**What is expected:** Copy every line of the items below verbatim, keeping each line in its original order. Leave the pictures out of your copy.

**Given information:**

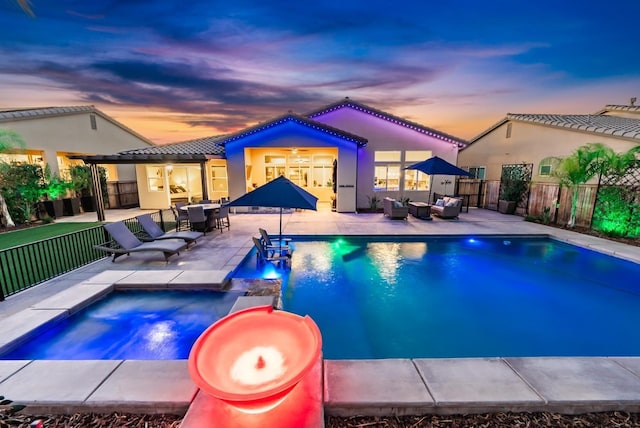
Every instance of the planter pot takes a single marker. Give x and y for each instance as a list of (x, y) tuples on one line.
[(54, 208), (88, 204), (71, 206), (507, 207)]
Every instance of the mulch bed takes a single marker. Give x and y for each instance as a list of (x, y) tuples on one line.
[(542, 419)]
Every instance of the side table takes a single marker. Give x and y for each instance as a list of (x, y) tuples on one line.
[(420, 210)]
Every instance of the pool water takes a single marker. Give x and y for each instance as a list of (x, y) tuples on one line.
[(462, 297), (132, 325)]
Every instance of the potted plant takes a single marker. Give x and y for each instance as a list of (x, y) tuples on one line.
[(512, 192), (55, 188)]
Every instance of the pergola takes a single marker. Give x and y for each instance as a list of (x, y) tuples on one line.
[(141, 158)]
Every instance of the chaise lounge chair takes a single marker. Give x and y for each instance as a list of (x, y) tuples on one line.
[(265, 256), (129, 243), (155, 232)]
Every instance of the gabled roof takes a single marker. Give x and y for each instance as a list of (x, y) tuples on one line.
[(199, 146), (617, 107), (302, 120), (10, 115), (597, 124), (348, 103)]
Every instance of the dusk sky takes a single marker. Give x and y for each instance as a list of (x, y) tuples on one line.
[(177, 70)]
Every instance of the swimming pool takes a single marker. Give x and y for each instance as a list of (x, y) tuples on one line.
[(131, 325), (461, 297)]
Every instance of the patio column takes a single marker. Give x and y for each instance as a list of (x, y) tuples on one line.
[(203, 178), (97, 191)]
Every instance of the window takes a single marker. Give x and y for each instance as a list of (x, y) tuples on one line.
[(546, 166), (155, 178), (477, 171), (387, 170), (387, 177), (219, 182)]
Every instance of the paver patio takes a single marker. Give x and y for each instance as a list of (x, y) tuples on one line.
[(442, 386)]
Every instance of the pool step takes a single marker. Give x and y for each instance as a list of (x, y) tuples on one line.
[(481, 385)]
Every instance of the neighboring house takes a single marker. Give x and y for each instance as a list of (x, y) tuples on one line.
[(54, 134), (540, 139), (369, 148)]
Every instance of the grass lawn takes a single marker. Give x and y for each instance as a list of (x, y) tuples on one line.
[(37, 233)]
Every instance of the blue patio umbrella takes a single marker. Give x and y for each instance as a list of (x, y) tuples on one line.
[(438, 166), (279, 193)]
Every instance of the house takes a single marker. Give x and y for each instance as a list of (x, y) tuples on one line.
[(346, 151), (540, 139), (53, 135)]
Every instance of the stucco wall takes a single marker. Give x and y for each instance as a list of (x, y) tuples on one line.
[(73, 134), (250, 151), (529, 143), (385, 135)]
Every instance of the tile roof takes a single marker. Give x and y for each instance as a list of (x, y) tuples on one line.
[(598, 124), (348, 103), (33, 113), (199, 146), (302, 120)]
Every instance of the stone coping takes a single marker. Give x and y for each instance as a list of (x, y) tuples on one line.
[(351, 387)]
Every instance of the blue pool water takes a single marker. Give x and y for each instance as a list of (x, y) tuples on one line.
[(462, 297), (133, 325)]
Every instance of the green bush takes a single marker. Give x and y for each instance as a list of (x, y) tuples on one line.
[(21, 185)]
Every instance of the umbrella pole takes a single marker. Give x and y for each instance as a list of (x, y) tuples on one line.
[(280, 242)]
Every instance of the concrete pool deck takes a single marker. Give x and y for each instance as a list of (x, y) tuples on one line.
[(369, 387)]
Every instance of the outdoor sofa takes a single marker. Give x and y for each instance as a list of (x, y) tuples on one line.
[(155, 232), (394, 209), (447, 207)]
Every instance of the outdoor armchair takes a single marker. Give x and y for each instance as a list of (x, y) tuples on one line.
[(154, 231), (180, 215), (198, 219), (263, 255), (129, 243)]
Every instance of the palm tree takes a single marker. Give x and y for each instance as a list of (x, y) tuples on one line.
[(8, 140), (585, 163)]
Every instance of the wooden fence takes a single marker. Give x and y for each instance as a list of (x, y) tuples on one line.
[(485, 194)]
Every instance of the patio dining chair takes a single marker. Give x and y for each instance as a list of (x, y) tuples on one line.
[(180, 215)]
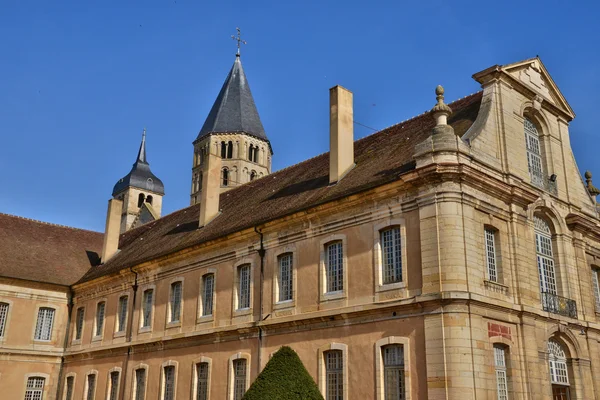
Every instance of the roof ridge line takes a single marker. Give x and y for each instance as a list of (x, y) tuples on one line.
[(49, 223)]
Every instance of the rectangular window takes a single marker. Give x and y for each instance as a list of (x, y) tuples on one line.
[(147, 308), (391, 255), (202, 382), (100, 308), (490, 254), (175, 301), (35, 388), (334, 264), (122, 313), (244, 287), (69, 388), (79, 323), (208, 287), (501, 380), (596, 287), (43, 328), (3, 318), (285, 277), (393, 372), (169, 391), (91, 387), (140, 384), (239, 378), (114, 385), (334, 375)]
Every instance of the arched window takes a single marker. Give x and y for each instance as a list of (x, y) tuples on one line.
[(141, 199), (559, 374), (225, 177), (534, 153)]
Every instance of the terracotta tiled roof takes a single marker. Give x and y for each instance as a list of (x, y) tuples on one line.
[(38, 251), (380, 158)]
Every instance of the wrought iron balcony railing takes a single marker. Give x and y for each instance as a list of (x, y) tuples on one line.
[(559, 305)]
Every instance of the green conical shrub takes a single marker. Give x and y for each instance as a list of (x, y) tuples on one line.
[(284, 378)]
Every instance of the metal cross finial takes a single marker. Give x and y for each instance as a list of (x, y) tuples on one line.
[(239, 40)]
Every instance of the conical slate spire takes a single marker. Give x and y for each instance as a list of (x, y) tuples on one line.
[(234, 111), (140, 175)]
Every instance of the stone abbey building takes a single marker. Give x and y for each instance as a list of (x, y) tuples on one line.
[(455, 255)]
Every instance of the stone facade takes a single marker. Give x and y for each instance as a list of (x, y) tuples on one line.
[(454, 311)]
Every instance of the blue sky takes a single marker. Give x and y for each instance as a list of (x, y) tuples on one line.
[(80, 79)]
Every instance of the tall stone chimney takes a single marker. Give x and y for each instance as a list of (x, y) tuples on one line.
[(341, 133), (112, 230), (211, 188)]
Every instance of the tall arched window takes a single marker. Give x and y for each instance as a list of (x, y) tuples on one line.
[(559, 374), (534, 153)]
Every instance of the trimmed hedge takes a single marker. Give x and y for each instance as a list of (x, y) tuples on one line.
[(284, 378)]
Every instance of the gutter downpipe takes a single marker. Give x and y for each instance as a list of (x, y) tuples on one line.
[(261, 253), (129, 333), (65, 344)]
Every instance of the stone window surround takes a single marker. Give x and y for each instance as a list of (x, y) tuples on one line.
[(202, 359), (133, 379), (206, 318), (116, 332), (96, 338), (35, 318), (323, 294), (322, 370), (169, 323), (141, 328), (161, 392), (230, 380), (236, 287), (379, 368), (289, 249), (377, 254), (67, 376), (113, 369)]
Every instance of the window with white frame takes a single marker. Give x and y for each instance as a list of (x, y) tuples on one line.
[(545, 256), (43, 327), (140, 384), (79, 319), (334, 375), (391, 255), (501, 377), (393, 372), (35, 388), (169, 382), (175, 301), (491, 254), (122, 313), (202, 380), (69, 384), (243, 286), (557, 361), (285, 277), (113, 390), (534, 153), (3, 318), (596, 286), (239, 378), (208, 288), (147, 301), (334, 266), (91, 387), (100, 311)]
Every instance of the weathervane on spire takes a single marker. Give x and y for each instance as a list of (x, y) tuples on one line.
[(239, 40)]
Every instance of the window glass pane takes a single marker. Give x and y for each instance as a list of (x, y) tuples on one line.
[(285, 277), (335, 267)]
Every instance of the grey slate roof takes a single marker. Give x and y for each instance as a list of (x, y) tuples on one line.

**Task result:**
Every instance of the planter pot takes a single marker. Give x and y for each instance as a list of (x, y) tuples on one line.
[(54, 208), (88, 204), (71, 206), (507, 207)]
Every instance of the mulch bed takes a single marker. Give x and y for each instance as a list of (x, y) tuples on one line.
[(542, 419)]
Every instance of the side table takes a single marker. Give x and y for each instance as a list of (x, y) tuples on one line.
[(420, 210)]
Every instance of the pool water takes a single marker. Give x and y for each instance as a list of (x, y) tuples on one line.
[(462, 297), (132, 325)]
Every instance of the potted plant takes a single marker. Give x and y for each instance as a list of (x, y) tuples on one line.
[(512, 192), (55, 188)]
Every instance of the pergola takes a single marker. Give x and y for each instance as a list of (x, y) tuples on one line.
[(141, 158)]
Every instance of the chaise lounge chair takes a single marker. Give x and y for each instance as a list of (x, y) tuples on one line.
[(265, 256), (129, 243), (155, 232)]
Every instance of the gabled roof takes a single marker. Give x and y for each instance as a list of (x, y) tuples on one line.
[(199, 146), (617, 107), (302, 120), (10, 115), (597, 124), (348, 103)]
Every instance of the dusk sky takes a single marker. Give x and y for each instance as a list of (x, y) tuples on one line.
[(177, 70)]
Every instance of the swimming pool takes a single marker. Give x and y for each instance as a list of (x, y) tuples on one line.
[(131, 325), (461, 297)]
Every instance of the patio column takes a single marker. Give x and y for each instance as a list of (x, y) tuples on one line.
[(203, 178), (97, 191)]
Every instance of the window takes a single marker. Give x and y for each instance as a list of (x, y) tuples on one line.
[(546, 166), (155, 178), (477, 171), (387, 170), (387, 177), (219, 182)]
Every instance of the paver patio takes a single marker. Give x and y for each instance as a list of (x, y) tuples on one line.
[(442, 386)]
Every instance of the pool step takes a single marker. Give x and y for each instance as a list of (x, y) tuples on one line.
[(481, 385)]
Every instance of the neighboring house takes a single marker. Give x and y for each instance as a list of (x, y) tuples on one line.
[(54, 134), (540, 139), (369, 148)]
Every instance of the grass lawn takes a single marker. Give x and y for each instance as a list of (x, y) tuples on one line.
[(37, 233)]
Every instance of the blue patio umbrella takes a single marker. Give x and y for each instance as a list of (x, y) tuples on one line.
[(438, 166), (279, 193)]
Every instance of the house takes a single marker. Give x and y for each instance as a list of (x, y) tuples on one line.
[(346, 151), (540, 139), (53, 135)]
Every instance of the stucco wall takes a single marker. Give x and y for each instance as a list of (x, y) tuples on one line.
[(73, 134), (250, 151), (529, 143), (385, 135)]
Every instance of the tile roof takes a single marker. Give x and y for each instance as a list of (x, y) tuples on one line.
[(598, 124), (348, 103), (33, 113), (199, 146), (302, 120)]
Every instance of the stone coping takes a single marker. Give x and y for each instance as a list of (x, y) tuples on one line.
[(351, 387)]
Every instance of the blue pool water takes a single marker. Give x and y for each instance as a list of (x, y) tuples on one line.
[(462, 297), (133, 325)]
Every instance of the green bush takes a single marker. Give x and y for each instance as a list of (x, y) tuples on one line.
[(21, 185)]
Every instance of the umbrella pole takes a single marker. Give x and y for each instance as a list of (x, y) tuples on one line.
[(280, 242)]
Every instance of the concrete pool deck takes a single marker. Give x and y for each instance as a list of (x, y) tuples on one line.
[(369, 387)]
Every instance of the outdoor sofa takes a single marker. Give x and y for each instance as a list of (x, y) tuples on one line.
[(155, 232), (394, 209), (447, 207)]
Every instance of the outdoor armchair takes a single marker. Give x and y for each instance as a list of (x, y) tuples on one line.
[(154, 231), (180, 215), (198, 219), (263, 255), (129, 243)]
Every instance of the palm tree takes a single marker. Give x and y for each instance as a list of (x, y) tuples on one line.
[(8, 140), (585, 163)]
Every instance of the wooden fence takes a single marker. Give x and y for each instance as a list of (x, y) tuples on one line.
[(485, 194)]
Every instance of the patio dining chair takes a single marker. Give x and y for each instance as a list of (x, y) tuples on one line.
[(180, 215)]
Every instance of the roof ridge line takes a single marker. Give x and y for each instance as a list of (x, y) tuples on one line.
[(49, 223)]
Every instance of the rectangular window takes a single marker. Give x and y for each instance as a list of (x, y) tuples on one line.
[(147, 308), (391, 255), (202, 382), (100, 308), (490, 254), (175, 301), (35, 388), (334, 264), (122, 313), (244, 287), (69, 388), (79, 323), (208, 287), (501, 380), (596, 287), (43, 328), (3, 318), (285, 277), (393, 372), (169, 391), (91, 387), (140, 384), (239, 378), (114, 385), (334, 375)]
Every instance of the arched window takes a single marker. Give x and y for each instance as a list of (x, y) tuples on one line.
[(141, 199), (559, 374), (225, 177), (534, 153)]
Every instance of the terracotta tiled roof takes a single marker. Give x and y for each instance as a list of (x, y) tuples on one line.
[(38, 251), (380, 158)]
Every instance of the wrought iron balcony railing takes a single marker. Give x and y for each instance as a list of (x, y) tuples on one line.
[(559, 305)]
Every instance of the green conical shrub takes a single marker. Give x and y for each instance as a list of (x, y) tuples on one line.
[(284, 378)]
Every instance of the metal cross finial takes a single marker. Give x and y for each instance as a list of (x, y) tuples on one line.
[(239, 40)]
Every instance of the conical slate spire takes a single marker. Give x and y for each instance as a list of (x, y) tuples on one line.
[(234, 111), (140, 175)]
Every instance of the stone abbey building takes a single marker. Give x and y for each instance as a list of (x, y) tuples on one line.
[(455, 255)]
Every instance of the stone facade takes a single marker. Give x and y for each instance as a list of (x, y) tuples on one line.
[(454, 311)]
Every instance of the blue sky takes a single marker. Give x and y for each instance as a list of (x, y) tuples on one line.
[(80, 79)]
Every instance of the tall stone chimney takes a single marker. Give x and y for each instance as a list of (x, y) tuples on one line.
[(341, 133), (112, 230), (211, 188)]
Every instance of the tall arched window takes a single marker. Give x and y for each instance as a list of (x, y) tuples on one line.
[(559, 374), (534, 153)]
Every instance of the trimmed hedge takes a single marker. Give x and y for each instance as a list of (x, y) tuples on one line.
[(284, 378)]
Every instance of the gutter downpipe takes a single marker. Give x and y for each instance as a list of (x, y) tuples on one line.
[(261, 253), (129, 333), (65, 344)]
Every instance of the stone window surround takes a single marker. Give x and y for each instance as a list of (x, y) tuples on one line.
[(202, 359), (133, 379), (206, 318), (116, 332), (96, 338), (35, 318), (323, 294), (322, 370), (169, 323), (141, 328), (161, 392), (230, 380), (236, 287), (379, 368), (289, 249), (377, 254), (67, 376), (113, 369)]
Every instance of the window with white frame takes a single marker. Give x and y for each instance as a list of (x, y) tuples on one line.
[(545, 256), (43, 327), (140, 384), (79, 319), (334, 375), (391, 255), (501, 377), (393, 372), (35, 388), (169, 382), (175, 301), (491, 254), (122, 313), (202, 380), (69, 384), (243, 286), (557, 361), (285, 277), (113, 390), (534, 153), (3, 318), (596, 286), (239, 378), (208, 288), (147, 301), (334, 266), (91, 387), (100, 311)]
Every instance of the weathervane on spire takes a single marker. Give x and y for each instance as a list of (x, y) tuples on one line.
[(239, 40)]
Every instance of the window glass pane takes a single marker. Give x and y for each instance as a list of (x, y) tuples on one line.
[(285, 277), (335, 267)]
Every instance of the grey slate roof takes a single marker. Give x and y for each instance as a list of (x, y) tuples on one line.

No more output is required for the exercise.